**READING PASSAGE**
Begin

This OpenGL program in C++ is capable of rendering edges of the "shadow" of arbitrary 4-dimensional polytopes to the screen. The program utilizes no builtin matrix operations, quaternion transforms, etc. All math that has been implemented was derived by myself with limited outside knowledge of linear algebra or graphics programming, other than the basic concepts of spherical coordinate systems and the parametric equations of lines and planes in n-space. This was written as a personal excercise and proof of concept, rather than to create an efficient and optimized rendering system.
In 4-dimensional space, a fourth coordinate axis exists that is orthogonal to the x, y, and z axes. As 3-dimensional beings, it's not really feasible to perceive what this would look and feel like, but since the applicable math works out so nicely when extrapolating up a dimension, a program like this one can give a glimpse into how geometries in higher dimensions would behave. Just about anything regarding 4 dimensions can be understood, if not intuitively then logically, by creating an analogy that applies to 3 or fewer dimensions. Going through this thought process might be helpful in seeing how this program works.
Suppose you want to gain a better understanding of how rotation works in 4 dimensions. Let's start by understanding rotation in relation to the number of dimensions. No matter how a 3D object rotates, it rotates about a 1D = (3 - 2)D pivot (a line). In this case, we can confirm the analogy checks out by working out the same math in 2D, in which objects always rotate about a 0D = (2 - 2)D pivot (a point). Now extrapolating up gives insight on 4D rotation—a 4D object must rotate about a (4 - 2)D = 2D pivot (a plane).

End

(Dataset excerpts about pointing to objects)
Begin

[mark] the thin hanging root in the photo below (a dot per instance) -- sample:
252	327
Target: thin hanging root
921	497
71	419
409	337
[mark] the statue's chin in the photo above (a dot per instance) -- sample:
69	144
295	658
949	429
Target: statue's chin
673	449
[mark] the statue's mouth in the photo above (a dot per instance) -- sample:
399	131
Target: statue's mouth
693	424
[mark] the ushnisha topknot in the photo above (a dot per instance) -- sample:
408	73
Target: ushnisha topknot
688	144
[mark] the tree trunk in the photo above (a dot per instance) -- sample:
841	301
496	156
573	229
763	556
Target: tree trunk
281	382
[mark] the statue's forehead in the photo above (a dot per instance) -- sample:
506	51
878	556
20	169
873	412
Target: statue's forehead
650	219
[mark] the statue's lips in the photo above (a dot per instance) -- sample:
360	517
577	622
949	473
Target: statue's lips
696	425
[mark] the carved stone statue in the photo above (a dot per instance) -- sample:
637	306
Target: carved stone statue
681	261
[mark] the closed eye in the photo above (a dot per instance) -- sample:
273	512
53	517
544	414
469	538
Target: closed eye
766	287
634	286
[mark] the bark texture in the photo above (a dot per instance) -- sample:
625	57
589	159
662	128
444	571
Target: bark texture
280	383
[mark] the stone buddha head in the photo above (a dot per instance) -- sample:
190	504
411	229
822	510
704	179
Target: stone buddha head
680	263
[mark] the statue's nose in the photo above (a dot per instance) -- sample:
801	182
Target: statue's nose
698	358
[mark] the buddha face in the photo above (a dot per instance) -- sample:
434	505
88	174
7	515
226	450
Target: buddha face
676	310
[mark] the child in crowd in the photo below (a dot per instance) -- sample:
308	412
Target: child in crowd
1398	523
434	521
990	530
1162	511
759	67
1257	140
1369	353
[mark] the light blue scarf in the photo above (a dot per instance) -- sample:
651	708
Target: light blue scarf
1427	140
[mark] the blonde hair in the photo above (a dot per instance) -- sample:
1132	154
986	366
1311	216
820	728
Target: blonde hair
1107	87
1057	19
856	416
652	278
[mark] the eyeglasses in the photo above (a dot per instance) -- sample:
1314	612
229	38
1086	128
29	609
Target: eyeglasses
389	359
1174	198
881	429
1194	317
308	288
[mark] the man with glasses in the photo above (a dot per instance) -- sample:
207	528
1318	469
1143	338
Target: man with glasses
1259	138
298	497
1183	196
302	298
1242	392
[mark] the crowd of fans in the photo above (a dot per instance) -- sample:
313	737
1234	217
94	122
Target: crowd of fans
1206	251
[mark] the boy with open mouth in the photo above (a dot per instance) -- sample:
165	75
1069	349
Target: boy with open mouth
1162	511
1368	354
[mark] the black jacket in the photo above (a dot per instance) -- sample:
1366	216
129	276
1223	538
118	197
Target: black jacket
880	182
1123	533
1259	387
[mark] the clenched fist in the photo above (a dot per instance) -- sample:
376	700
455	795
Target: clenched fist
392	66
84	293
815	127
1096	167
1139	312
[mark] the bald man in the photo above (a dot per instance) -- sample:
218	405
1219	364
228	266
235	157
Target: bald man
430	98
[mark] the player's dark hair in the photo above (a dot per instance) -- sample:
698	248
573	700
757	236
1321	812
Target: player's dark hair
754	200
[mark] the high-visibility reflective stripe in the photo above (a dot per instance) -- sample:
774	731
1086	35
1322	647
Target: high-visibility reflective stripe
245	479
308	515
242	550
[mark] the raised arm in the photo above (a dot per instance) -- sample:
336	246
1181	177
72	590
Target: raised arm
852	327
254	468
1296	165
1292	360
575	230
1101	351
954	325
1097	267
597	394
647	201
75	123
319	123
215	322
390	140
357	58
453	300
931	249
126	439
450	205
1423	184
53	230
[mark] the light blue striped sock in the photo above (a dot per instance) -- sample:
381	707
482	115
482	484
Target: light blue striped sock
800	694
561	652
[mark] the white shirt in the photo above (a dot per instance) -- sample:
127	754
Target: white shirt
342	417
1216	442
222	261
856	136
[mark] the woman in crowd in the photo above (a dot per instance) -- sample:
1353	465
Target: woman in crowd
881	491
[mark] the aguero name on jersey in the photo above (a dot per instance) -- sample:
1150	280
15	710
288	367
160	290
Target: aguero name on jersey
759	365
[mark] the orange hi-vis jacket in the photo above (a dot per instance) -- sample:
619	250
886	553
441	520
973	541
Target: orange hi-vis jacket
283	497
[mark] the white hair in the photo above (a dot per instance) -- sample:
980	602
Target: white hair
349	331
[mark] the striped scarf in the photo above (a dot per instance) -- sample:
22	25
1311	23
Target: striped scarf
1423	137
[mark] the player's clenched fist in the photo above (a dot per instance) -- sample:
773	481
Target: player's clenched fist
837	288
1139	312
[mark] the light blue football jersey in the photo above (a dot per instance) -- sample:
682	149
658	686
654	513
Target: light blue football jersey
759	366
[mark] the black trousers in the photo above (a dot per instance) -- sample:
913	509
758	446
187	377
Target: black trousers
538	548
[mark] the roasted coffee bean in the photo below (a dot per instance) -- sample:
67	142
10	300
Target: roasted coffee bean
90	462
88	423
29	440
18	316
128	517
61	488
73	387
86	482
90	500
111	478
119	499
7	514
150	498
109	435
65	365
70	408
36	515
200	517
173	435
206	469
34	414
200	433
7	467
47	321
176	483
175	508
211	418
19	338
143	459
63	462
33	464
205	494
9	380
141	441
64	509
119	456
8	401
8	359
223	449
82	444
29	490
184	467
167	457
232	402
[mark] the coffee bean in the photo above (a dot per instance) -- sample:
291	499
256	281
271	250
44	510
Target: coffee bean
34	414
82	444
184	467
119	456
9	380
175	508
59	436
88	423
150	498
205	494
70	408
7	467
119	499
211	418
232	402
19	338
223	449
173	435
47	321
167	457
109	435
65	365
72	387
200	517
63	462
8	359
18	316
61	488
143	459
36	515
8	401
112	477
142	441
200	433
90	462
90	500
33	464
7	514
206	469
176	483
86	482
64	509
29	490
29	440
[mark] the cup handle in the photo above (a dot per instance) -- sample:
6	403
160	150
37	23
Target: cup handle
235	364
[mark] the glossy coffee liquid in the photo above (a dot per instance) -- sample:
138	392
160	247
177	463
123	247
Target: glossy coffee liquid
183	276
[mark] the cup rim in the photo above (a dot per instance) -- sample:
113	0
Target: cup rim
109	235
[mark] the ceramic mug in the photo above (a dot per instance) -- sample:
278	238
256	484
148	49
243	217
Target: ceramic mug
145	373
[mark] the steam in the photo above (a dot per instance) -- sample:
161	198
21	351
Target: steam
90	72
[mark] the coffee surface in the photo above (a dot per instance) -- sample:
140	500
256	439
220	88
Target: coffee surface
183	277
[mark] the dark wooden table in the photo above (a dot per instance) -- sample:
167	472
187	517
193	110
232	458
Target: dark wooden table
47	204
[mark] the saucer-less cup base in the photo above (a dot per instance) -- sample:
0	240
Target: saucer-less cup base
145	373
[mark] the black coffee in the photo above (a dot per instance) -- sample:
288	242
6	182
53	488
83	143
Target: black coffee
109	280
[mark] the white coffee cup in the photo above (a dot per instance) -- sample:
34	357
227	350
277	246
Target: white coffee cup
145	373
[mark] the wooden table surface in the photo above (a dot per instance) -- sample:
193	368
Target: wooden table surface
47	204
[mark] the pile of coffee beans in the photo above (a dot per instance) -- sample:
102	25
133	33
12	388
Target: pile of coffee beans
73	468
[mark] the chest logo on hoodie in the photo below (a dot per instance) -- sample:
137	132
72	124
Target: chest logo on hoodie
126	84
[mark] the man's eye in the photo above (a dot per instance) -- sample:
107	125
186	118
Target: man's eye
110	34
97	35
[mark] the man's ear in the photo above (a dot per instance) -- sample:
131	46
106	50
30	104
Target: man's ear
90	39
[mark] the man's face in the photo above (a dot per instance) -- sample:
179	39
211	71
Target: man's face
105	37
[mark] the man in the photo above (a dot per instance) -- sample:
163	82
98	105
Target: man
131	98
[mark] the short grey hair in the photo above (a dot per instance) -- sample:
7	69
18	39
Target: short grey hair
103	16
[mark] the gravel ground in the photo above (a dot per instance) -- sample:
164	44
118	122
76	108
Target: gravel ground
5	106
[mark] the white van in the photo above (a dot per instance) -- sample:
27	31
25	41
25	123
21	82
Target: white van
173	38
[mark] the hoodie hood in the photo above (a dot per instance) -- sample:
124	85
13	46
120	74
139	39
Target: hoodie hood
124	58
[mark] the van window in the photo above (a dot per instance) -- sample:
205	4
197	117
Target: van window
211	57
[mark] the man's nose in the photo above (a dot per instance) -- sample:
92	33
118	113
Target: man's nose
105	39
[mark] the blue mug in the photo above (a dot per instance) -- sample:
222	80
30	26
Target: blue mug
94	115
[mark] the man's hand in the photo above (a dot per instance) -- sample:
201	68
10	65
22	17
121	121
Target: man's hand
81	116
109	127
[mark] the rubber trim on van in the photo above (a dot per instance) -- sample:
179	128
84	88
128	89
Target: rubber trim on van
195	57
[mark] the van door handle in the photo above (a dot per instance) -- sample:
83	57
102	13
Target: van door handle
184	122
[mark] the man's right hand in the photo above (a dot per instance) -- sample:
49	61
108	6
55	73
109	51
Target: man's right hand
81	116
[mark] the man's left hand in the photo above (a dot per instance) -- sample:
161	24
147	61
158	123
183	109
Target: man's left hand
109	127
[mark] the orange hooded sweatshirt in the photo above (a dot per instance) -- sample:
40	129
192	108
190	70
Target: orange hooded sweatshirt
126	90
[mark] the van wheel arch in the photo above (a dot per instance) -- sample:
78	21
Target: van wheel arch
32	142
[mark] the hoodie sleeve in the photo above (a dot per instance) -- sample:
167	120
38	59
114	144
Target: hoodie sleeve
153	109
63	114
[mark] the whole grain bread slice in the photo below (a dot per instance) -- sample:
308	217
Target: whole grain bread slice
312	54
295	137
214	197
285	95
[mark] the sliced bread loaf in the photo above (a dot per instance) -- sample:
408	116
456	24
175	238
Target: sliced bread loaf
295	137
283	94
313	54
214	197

End

**EXERCISES**
(1) Count the lines of the records that contain the word "raised" and give only that number.
(2) Continue the text about the 4D polytope rendering program, starting after its final sentence.
The text on rendering 4D polytopes has no connection to the records.

**RESPONSES BY TASK**
(1) 2

(2)
To take it a step further, imagine a 2D square lying in a 2D reality. If a 3D being could manipulate that square like a playing card on a table, it could flip it into the 3rd dimension, keeping one of its edges in the 2D plane, and lay it down flat again, with the side originally facing "up" (a dimension and concept that doesn't exist to the 2D viewer) now facing the surface. From the 2d viewer's perspective, it would look like every part of that object spontaneously disappeared except the 1 dimensional edge about which it was rotating, then all at once reappeared on the other side of that face as a mirror image of the original object. Similarly, a 4D being could rotate a 3D cube "out" (for lack of a four-dimensional rotational verb) into the 4th dimension, keeping one of its six 2D faces in our 3D slice of reality, and make it reappear on the other side of that face as its mirror image, without the face ever moving.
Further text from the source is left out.